本文:
►

プロレスラー内藤哲也「カラ回りの人」から「人気沸騰」に至ったワケ「リスクを考えなくなった瞬間、流れが変わった」

内藤哲也選手は、新日本プロレスでいま大ブレイク中のプロレスラー。新日本のトップスター、棚橋弘至選手と対戦した際も、棚橋コールをかき消すほどの大声援を集めるまでに成長。リーダーを務めるユニット、「LOS INGOBERNABLES de JAPON」(ロス・インゴベルナブレス・デ・ハポン)はプロレスファンの絶大な支持を集めており、試合後に観客と行う「デ・ハポン」の大合唱は、その日、もっとも盛り上がるポイントのひとつとなりました。

 

同ユニットのグッズもバカ売れで、その勢いは、かつて大ブームを巻き起こしたユニット「nWo」に匹敵すると言われるほど。内藤選手自身、8月の「G1 CLIMAX 27」で優勝し、新日本プロレス最大のイベント、1月4日の東京ドーム大会で、IWGPヘビー級王座に挑戦することも決定しています。

◄

提供情報:

►

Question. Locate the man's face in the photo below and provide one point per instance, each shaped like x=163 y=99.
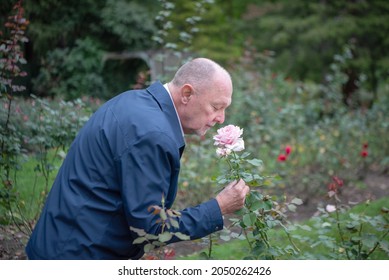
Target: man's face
x=204 y=109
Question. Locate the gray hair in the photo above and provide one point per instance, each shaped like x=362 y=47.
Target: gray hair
x=198 y=72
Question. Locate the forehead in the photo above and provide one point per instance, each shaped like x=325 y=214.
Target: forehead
x=222 y=97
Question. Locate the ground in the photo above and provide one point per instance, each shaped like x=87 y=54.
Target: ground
x=12 y=241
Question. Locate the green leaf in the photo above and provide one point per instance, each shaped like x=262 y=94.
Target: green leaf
x=164 y=237
x=255 y=162
x=249 y=219
x=182 y=236
x=148 y=248
x=138 y=231
x=297 y=201
x=139 y=240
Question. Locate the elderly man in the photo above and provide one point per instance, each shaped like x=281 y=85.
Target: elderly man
x=124 y=159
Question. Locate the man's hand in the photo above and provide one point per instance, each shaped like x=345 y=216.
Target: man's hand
x=232 y=197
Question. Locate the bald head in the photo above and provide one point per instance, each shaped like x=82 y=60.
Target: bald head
x=201 y=91
x=201 y=73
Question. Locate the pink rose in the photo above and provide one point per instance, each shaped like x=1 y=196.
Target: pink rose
x=330 y=208
x=229 y=139
x=227 y=135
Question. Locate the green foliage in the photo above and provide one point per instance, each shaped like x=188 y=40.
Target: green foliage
x=131 y=22
x=169 y=222
x=318 y=238
x=302 y=31
x=41 y=134
x=72 y=72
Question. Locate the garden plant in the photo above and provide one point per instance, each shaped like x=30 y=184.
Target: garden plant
x=317 y=166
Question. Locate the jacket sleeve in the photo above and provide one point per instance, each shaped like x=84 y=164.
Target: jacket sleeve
x=149 y=170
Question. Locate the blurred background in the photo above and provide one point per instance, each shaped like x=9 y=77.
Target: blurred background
x=308 y=75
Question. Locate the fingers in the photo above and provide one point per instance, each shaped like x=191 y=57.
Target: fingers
x=232 y=197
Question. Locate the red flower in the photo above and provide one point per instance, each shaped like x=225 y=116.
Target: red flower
x=282 y=157
x=338 y=181
x=169 y=254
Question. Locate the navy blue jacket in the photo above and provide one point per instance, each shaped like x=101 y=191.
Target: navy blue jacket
x=121 y=162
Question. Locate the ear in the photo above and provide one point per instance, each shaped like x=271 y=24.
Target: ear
x=186 y=93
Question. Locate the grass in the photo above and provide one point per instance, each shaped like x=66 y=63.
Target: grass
x=303 y=238
x=31 y=184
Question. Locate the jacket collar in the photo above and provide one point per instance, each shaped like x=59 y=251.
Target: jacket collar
x=160 y=94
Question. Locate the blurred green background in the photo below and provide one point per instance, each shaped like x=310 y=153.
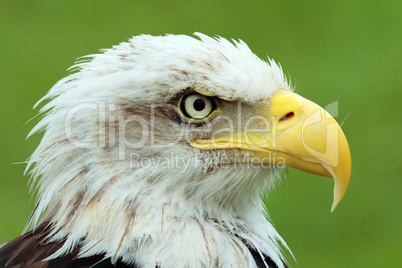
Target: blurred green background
x=345 y=51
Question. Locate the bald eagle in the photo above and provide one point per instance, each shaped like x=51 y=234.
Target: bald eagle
x=156 y=152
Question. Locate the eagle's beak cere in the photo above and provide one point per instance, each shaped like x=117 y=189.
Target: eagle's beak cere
x=303 y=135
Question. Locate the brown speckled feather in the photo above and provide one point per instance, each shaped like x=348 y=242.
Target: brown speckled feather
x=30 y=249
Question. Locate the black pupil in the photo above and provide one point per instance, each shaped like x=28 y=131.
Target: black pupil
x=199 y=104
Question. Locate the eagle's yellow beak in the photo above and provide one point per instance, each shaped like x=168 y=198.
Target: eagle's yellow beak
x=303 y=136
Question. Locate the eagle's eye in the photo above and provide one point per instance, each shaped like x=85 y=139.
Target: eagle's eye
x=197 y=106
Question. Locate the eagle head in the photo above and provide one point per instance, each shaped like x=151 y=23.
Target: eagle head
x=156 y=153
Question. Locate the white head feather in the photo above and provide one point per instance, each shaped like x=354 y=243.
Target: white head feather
x=183 y=212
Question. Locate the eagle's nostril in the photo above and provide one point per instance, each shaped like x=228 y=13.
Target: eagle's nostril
x=287 y=116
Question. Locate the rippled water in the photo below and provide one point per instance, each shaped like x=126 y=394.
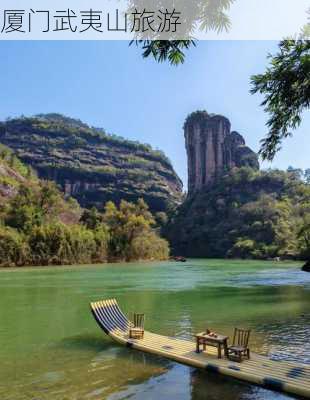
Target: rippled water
x=51 y=348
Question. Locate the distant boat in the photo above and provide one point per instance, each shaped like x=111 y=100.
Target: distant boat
x=179 y=259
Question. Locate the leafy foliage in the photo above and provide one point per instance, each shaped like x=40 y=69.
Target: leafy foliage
x=37 y=228
x=286 y=90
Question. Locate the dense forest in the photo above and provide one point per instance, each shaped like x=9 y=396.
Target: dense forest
x=246 y=213
x=38 y=226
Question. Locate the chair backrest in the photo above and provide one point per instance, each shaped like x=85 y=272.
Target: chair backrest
x=138 y=320
x=241 y=337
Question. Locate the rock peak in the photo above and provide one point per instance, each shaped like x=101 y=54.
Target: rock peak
x=212 y=148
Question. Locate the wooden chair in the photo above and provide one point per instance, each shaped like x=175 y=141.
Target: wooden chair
x=136 y=329
x=240 y=347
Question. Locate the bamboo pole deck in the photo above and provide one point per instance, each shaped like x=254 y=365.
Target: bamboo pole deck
x=283 y=376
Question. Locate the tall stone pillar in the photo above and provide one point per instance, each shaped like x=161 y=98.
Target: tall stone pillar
x=204 y=139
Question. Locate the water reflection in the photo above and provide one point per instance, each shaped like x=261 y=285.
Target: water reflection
x=52 y=349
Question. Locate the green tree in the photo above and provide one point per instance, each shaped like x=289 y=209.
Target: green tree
x=129 y=225
x=286 y=89
x=14 y=249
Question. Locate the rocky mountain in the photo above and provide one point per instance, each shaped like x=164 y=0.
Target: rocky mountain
x=213 y=149
x=233 y=209
x=15 y=175
x=91 y=165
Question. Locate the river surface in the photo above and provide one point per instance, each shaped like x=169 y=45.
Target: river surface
x=52 y=349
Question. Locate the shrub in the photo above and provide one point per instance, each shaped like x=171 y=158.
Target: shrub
x=14 y=250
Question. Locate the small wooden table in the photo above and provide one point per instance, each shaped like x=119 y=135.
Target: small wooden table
x=219 y=341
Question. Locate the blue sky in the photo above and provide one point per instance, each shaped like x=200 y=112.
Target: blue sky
x=109 y=85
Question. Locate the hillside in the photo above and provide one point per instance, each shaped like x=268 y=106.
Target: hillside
x=90 y=165
x=39 y=226
x=246 y=213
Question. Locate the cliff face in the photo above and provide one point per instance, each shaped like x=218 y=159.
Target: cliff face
x=212 y=149
x=90 y=165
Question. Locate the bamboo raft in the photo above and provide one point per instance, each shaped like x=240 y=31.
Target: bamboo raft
x=283 y=376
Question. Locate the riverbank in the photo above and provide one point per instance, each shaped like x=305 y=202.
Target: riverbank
x=50 y=344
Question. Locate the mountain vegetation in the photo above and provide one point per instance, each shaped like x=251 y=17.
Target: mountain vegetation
x=92 y=166
x=39 y=226
x=246 y=213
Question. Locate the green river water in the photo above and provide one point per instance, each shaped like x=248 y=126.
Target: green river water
x=52 y=349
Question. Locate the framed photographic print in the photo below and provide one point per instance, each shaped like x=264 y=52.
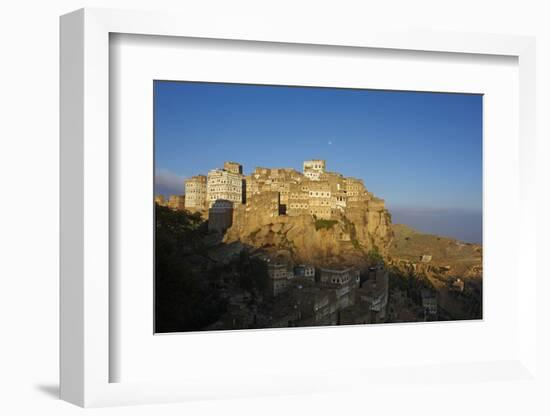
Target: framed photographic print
x=293 y=241
x=268 y=211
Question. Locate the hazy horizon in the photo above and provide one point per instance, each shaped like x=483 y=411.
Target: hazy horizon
x=420 y=152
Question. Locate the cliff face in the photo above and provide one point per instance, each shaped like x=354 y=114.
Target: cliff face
x=345 y=239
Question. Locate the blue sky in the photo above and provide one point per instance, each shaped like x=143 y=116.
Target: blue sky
x=421 y=152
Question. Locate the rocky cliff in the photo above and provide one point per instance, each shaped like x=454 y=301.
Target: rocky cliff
x=347 y=238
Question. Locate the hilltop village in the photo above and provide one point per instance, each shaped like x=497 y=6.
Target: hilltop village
x=322 y=238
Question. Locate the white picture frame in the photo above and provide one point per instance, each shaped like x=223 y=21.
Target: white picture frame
x=85 y=212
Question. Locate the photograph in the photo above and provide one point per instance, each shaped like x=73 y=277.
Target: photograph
x=282 y=206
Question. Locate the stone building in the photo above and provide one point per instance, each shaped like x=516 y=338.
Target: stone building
x=355 y=189
x=314 y=168
x=278 y=277
x=226 y=185
x=321 y=203
x=176 y=202
x=429 y=303
x=374 y=291
x=305 y=270
x=347 y=276
x=233 y=167
x=195 y=193
x=159 y=200
x=220 y=215
x=298 y=200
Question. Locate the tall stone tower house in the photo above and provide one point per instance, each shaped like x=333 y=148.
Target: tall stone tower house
x=225 y=184
x=195 y=193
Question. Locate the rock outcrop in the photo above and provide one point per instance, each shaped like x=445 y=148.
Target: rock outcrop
x=347 y=238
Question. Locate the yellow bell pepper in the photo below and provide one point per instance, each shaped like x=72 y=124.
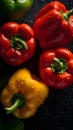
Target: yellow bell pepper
x=23 y=94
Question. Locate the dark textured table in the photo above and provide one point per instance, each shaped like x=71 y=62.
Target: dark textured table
x=57 y=111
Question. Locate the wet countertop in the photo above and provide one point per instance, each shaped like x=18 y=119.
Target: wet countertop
x=57 y=111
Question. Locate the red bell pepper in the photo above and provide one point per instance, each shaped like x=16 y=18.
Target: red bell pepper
x=53 y=25
x=56 y=67
x=17 y=43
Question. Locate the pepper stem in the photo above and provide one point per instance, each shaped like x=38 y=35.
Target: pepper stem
x=67 y=15
x=17 y=101
x=59 y=65
x=17 y=42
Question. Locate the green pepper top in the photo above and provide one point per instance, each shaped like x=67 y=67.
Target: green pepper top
x=14 y=9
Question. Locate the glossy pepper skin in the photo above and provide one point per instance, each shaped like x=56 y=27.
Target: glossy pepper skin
x=14 y=9
x=23 y=94
x=53 y=25
x=56 y=67
x=17 y=43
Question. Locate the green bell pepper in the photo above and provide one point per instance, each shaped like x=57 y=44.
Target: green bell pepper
x=14 y=9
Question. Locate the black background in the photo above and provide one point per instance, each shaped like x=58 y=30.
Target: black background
x=57 y=111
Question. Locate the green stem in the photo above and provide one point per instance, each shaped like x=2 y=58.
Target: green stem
x=59 y=65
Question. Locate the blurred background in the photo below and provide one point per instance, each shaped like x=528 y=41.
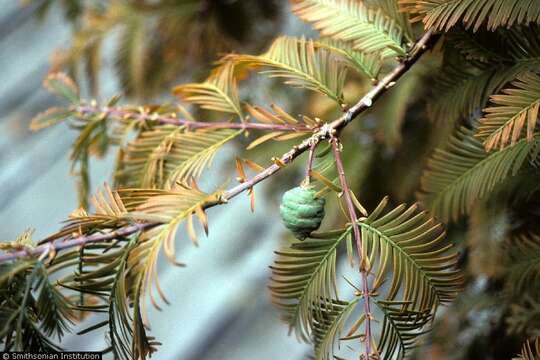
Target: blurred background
x=220 y=306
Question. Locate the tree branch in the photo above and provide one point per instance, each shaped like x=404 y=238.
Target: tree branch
x=327 y=131
x=358 y=238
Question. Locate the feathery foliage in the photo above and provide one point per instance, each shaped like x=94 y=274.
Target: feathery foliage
x=530 y=351
x=300 y=63
x=369 y=30
x=511 y=111
x=444 y=14
x=402 y=246
x=163 y=155
x=304 y=279
x=462 y=172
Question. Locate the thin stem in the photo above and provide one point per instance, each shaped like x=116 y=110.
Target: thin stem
x=309 y=167
x=326 y=131
x=171 y=119
x=62 y=244
x=358 y=238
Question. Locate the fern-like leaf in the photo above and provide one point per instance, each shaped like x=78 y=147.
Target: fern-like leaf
x=369 y=30
x=161 y=156
x=301 y=276
x=444 y=14
x=301 y=64
x=462 y=172
x=364 y=63
x=328 y=326
x=400 y=329
x=170 y=208
x=511 y=111
x=218 y=93
x=408 y=247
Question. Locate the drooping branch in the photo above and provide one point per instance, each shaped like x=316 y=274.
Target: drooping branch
x=142 y=115
x=327 y=131
x=336 y=148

◄

課題:
(a) 本文に出てくるレスラーの名前とユニットの名前をすべて挙げよ。
(b) 本文では、内藤選手が率いるユニットの勢いが「nWo」に匹敵すると言われている。その理由を本文に沿って説明せよ。

課題の結果:
(a)
レスラー:内藤哲也、棚橋弘至
ユニット:LOS INGOBERNABLES de JAPON(ロス・インゴベルナブレス・デ・ハポン)、nWo

(b) 同ユニットのグッズがバカ売れしているからである。その勢いは、かつて大ブームを巻き起こしたユニット「nWo」に匹敵すると言われるほどだ。